**Problem description:**
Below is a set of entries. Reproduce exactly the lines from the one containing "[indicate] cluster of" through the end, both included.

**Listed records:**
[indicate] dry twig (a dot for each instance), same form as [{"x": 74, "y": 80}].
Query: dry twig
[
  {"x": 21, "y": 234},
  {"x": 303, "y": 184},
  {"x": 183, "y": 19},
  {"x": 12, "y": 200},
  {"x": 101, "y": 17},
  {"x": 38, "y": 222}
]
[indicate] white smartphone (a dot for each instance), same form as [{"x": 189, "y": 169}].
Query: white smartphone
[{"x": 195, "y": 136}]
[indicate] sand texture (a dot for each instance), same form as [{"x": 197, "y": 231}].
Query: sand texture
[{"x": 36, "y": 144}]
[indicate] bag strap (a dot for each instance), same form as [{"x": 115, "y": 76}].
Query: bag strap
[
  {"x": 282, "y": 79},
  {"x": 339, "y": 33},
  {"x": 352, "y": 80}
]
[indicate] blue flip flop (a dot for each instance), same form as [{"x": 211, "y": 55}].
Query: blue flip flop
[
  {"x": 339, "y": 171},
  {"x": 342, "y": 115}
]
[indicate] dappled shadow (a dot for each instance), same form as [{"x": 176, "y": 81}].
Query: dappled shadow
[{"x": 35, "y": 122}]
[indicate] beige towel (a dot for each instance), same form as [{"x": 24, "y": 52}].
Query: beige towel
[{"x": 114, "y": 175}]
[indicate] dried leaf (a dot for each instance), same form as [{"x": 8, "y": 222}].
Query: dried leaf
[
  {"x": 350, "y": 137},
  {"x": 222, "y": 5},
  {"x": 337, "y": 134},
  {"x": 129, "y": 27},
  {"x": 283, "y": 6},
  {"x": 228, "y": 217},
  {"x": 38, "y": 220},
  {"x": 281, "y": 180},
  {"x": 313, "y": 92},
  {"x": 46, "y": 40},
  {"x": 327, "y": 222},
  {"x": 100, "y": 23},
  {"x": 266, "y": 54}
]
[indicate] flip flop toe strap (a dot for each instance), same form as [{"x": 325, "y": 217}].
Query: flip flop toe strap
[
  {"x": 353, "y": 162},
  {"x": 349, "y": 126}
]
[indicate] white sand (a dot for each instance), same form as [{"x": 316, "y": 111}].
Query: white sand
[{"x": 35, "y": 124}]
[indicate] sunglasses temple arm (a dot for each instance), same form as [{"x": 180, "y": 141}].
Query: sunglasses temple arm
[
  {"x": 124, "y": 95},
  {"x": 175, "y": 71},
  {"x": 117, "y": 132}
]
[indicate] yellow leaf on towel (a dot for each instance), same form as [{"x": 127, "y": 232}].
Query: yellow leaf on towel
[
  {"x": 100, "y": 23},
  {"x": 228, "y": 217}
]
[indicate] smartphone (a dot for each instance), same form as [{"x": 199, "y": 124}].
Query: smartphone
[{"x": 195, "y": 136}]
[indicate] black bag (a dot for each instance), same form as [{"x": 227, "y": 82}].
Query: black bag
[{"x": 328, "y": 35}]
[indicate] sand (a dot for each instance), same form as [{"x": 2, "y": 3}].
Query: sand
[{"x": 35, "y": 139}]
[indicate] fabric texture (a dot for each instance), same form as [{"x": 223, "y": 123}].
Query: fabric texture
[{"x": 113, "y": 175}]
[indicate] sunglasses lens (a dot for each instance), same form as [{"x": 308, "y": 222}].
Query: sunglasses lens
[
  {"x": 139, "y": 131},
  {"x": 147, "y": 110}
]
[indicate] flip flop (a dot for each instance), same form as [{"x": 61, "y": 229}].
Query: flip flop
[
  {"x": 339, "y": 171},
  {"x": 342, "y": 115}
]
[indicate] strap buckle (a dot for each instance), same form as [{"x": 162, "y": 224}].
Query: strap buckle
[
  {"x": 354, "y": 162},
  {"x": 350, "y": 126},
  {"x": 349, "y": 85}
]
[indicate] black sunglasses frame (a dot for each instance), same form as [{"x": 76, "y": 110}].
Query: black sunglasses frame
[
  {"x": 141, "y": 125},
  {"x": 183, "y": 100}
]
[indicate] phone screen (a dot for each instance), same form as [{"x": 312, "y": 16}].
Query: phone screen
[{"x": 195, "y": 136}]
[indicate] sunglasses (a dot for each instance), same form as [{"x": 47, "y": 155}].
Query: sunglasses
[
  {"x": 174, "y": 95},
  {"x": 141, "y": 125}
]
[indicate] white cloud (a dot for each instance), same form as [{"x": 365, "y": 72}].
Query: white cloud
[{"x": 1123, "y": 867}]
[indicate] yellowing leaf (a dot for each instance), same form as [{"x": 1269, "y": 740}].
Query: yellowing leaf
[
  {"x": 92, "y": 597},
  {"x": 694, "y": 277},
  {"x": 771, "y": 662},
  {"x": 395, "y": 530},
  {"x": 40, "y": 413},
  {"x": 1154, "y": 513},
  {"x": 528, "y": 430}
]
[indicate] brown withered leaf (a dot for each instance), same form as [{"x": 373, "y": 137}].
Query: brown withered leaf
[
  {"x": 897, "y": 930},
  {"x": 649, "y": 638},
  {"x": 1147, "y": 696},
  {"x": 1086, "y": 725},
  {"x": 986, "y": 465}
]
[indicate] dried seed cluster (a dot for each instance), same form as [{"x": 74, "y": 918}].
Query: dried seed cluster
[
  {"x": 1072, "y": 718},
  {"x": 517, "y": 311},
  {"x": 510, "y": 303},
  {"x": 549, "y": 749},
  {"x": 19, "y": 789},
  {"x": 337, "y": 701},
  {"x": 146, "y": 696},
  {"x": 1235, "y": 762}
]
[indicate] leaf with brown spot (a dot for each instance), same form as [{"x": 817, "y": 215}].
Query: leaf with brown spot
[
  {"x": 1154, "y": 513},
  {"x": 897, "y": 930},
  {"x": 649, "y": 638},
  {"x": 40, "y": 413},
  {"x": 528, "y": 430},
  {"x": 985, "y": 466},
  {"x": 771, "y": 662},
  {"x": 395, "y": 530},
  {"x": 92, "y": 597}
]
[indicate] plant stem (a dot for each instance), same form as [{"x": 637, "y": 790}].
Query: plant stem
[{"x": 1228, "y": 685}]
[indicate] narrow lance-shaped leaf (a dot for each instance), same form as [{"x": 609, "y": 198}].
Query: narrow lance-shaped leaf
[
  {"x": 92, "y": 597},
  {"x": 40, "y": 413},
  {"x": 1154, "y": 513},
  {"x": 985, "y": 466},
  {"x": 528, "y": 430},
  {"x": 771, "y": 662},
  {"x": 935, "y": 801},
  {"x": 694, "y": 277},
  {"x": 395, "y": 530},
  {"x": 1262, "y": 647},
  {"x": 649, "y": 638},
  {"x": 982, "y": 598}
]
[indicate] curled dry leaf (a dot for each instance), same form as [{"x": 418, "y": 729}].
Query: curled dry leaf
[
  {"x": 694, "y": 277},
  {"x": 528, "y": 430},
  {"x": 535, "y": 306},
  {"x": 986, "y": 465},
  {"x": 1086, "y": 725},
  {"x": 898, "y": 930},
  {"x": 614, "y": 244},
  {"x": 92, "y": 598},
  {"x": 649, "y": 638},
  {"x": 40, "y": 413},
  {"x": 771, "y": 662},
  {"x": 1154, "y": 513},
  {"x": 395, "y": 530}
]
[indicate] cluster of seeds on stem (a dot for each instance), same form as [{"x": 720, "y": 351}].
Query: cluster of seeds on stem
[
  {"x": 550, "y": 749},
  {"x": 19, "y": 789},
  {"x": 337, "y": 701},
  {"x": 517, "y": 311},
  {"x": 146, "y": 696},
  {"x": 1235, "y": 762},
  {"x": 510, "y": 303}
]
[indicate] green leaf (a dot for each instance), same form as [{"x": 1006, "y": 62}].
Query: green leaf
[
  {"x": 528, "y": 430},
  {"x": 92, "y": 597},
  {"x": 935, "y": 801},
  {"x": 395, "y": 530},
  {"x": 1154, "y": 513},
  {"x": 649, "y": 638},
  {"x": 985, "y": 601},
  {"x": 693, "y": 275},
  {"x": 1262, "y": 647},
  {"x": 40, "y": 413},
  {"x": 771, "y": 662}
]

**Written response:**
[indicate] cluster of seeds on stem (a dot for each instance), same form as [{"x": 720, "y": 351}].
Query: cluster of seeds on stem
[
  {"x": 550, "y": 749},
  {"x": 19, "y": 789},
  {"x": 337, "y": 701},
  {"x": 517, "y": 311},
  {"x": 146, "y": 696},
  {"x": 1235, "y": 762},
  {"x": 510, "y": 303}
]
[indicate] green leaf (a dot for each instance), same form as [{"x": 1006, "y": 62}].
Query: green leaf
[
  {"x": 528, "y": 430},
  {"x": 92, "y": 597},
  {"x": 935, "y": 801},
  {"x": 395, "y": 530},
  {"x": 1154, "y": 513},
  {"x": 649, "y": 638},
  {"x": 985, "y": 601},
  {"x": 693, "y": 275},
  {"x": 1262, "y": 647},
  {"x": 40, "y": 413},
  {"x": 771, "y": 662}
]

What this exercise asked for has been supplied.